-- BEGIN Data extract --

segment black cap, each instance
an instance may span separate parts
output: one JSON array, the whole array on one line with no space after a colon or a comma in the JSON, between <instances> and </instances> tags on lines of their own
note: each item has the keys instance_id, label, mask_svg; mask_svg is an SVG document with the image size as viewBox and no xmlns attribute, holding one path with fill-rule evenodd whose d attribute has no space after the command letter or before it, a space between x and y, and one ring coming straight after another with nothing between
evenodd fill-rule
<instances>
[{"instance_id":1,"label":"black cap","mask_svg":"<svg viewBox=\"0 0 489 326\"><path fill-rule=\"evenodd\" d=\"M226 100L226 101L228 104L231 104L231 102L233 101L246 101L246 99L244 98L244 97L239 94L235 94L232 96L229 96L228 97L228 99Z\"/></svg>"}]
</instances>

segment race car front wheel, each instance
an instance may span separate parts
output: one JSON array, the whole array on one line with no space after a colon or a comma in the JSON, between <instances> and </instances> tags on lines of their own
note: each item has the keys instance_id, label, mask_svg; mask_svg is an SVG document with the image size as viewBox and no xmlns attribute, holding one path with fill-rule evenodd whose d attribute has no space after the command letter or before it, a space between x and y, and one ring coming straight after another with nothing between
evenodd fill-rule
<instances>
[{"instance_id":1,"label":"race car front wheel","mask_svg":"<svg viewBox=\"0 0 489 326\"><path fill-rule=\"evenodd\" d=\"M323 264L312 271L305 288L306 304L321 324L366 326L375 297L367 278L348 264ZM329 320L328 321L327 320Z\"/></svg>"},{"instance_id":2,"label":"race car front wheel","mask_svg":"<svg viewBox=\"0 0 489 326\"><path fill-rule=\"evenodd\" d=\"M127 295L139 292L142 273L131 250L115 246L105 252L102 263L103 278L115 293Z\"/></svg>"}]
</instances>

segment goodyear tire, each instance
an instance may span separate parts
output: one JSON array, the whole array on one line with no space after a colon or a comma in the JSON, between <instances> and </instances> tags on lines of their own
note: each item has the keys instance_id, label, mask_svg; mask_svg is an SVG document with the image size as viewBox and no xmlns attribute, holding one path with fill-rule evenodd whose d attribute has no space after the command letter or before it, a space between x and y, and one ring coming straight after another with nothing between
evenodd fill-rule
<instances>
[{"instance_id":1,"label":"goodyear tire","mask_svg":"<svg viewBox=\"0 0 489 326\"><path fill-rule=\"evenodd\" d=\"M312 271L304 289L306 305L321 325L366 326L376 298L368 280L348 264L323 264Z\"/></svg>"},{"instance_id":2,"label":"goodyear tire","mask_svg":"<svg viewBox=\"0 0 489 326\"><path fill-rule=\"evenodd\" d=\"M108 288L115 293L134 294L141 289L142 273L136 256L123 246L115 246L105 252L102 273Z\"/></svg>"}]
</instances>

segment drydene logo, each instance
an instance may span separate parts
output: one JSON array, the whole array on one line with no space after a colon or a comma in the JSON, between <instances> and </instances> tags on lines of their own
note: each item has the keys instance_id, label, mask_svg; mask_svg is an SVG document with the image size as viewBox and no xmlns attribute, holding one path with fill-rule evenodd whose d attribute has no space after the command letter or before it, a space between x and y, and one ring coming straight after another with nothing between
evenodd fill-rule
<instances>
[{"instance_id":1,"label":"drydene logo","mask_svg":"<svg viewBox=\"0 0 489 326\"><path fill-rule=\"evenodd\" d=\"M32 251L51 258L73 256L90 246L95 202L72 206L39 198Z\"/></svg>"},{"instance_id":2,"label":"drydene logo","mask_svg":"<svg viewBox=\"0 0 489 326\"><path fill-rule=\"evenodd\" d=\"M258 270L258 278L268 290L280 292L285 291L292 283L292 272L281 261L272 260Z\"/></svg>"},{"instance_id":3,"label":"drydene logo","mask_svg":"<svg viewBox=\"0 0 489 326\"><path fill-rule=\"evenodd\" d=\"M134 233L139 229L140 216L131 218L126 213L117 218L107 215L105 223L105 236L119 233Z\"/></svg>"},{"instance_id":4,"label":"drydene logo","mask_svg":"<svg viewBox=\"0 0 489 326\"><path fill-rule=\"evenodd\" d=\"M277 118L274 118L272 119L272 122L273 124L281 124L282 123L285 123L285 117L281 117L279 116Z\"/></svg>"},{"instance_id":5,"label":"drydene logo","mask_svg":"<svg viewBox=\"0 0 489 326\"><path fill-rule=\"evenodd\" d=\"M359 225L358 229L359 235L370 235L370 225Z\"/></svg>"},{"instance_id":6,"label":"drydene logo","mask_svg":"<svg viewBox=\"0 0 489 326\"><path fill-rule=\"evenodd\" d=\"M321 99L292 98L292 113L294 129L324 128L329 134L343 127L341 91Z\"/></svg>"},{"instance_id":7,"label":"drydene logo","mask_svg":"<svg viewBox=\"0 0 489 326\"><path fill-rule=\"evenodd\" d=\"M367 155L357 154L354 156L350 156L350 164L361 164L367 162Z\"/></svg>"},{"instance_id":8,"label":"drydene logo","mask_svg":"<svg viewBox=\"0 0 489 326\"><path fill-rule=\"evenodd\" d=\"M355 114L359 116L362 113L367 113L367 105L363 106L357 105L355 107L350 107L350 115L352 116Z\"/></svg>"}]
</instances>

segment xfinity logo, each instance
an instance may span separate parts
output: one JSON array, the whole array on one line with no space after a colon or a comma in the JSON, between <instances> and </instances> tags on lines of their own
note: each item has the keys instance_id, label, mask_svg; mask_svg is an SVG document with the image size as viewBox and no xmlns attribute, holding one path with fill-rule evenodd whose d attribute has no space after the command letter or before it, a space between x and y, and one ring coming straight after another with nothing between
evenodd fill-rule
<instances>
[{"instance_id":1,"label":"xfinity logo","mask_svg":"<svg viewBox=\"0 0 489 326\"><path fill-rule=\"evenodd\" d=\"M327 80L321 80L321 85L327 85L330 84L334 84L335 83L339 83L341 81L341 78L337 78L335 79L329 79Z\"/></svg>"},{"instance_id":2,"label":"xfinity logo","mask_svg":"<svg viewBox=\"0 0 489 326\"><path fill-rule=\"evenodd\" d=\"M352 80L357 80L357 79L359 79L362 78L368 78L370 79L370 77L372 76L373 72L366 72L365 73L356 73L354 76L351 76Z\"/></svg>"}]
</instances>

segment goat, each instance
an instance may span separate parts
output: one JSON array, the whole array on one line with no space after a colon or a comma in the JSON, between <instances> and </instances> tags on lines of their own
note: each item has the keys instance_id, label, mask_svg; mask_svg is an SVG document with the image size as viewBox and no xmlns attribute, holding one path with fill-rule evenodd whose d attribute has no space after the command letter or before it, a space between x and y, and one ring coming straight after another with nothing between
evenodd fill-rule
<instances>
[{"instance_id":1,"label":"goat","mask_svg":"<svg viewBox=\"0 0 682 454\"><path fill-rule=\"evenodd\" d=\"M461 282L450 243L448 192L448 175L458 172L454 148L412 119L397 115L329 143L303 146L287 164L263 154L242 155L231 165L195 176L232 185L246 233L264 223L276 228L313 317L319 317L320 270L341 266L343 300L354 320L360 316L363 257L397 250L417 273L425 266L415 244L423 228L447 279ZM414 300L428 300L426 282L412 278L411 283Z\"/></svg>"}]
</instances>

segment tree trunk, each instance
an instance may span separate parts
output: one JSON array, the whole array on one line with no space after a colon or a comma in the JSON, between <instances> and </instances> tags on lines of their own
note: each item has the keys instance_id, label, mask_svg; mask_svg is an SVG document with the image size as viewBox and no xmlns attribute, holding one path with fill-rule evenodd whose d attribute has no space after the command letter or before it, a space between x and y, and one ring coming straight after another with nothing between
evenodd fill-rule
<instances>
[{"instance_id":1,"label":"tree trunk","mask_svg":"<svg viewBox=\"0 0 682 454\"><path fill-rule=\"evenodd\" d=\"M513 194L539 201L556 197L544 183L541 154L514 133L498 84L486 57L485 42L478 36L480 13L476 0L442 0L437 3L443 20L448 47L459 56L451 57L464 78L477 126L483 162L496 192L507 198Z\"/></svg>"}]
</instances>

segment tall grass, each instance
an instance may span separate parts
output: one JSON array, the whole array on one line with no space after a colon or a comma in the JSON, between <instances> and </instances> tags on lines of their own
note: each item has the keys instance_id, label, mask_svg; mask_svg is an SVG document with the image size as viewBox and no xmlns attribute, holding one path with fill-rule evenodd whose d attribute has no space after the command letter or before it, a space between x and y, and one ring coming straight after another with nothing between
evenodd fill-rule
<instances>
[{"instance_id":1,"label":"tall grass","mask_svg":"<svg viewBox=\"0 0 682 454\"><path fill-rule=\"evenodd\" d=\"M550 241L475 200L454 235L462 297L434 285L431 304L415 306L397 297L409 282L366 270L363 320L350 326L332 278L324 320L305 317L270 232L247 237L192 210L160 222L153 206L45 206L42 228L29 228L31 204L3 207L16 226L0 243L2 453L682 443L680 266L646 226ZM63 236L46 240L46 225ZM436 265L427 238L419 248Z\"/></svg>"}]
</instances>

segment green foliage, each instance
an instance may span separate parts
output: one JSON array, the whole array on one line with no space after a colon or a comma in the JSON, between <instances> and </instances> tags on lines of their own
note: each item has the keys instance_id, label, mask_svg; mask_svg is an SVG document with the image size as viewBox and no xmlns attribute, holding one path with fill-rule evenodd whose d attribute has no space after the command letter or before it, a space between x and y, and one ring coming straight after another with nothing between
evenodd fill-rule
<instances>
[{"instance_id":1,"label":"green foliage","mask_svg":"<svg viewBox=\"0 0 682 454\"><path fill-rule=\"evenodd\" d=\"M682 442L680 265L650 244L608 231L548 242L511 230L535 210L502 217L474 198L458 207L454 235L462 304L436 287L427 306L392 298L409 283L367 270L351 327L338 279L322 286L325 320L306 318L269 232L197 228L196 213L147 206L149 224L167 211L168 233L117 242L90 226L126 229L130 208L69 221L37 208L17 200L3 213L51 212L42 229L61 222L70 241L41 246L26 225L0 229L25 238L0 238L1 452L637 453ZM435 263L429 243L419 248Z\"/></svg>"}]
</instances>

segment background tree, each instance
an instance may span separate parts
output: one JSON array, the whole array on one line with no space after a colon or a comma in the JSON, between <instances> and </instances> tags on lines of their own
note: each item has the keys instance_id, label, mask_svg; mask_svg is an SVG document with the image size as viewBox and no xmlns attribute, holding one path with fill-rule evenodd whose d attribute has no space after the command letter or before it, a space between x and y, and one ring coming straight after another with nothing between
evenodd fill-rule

-- END Data extract --

The task: Gather every line of the rows above that contains the string "segment", treating uppercase and lowercase as different.

Complete output:
segment black cap, each instance
segment race car front wheel, each instance
segment goodyear tire, each instance
segment drydene logo, each instance
segment xfinity logo, each instance
segment goat, each instance
segment tree trunk, each instance
segment tall grass, each instance
segment green foliage, each instance
segment background tree, each instance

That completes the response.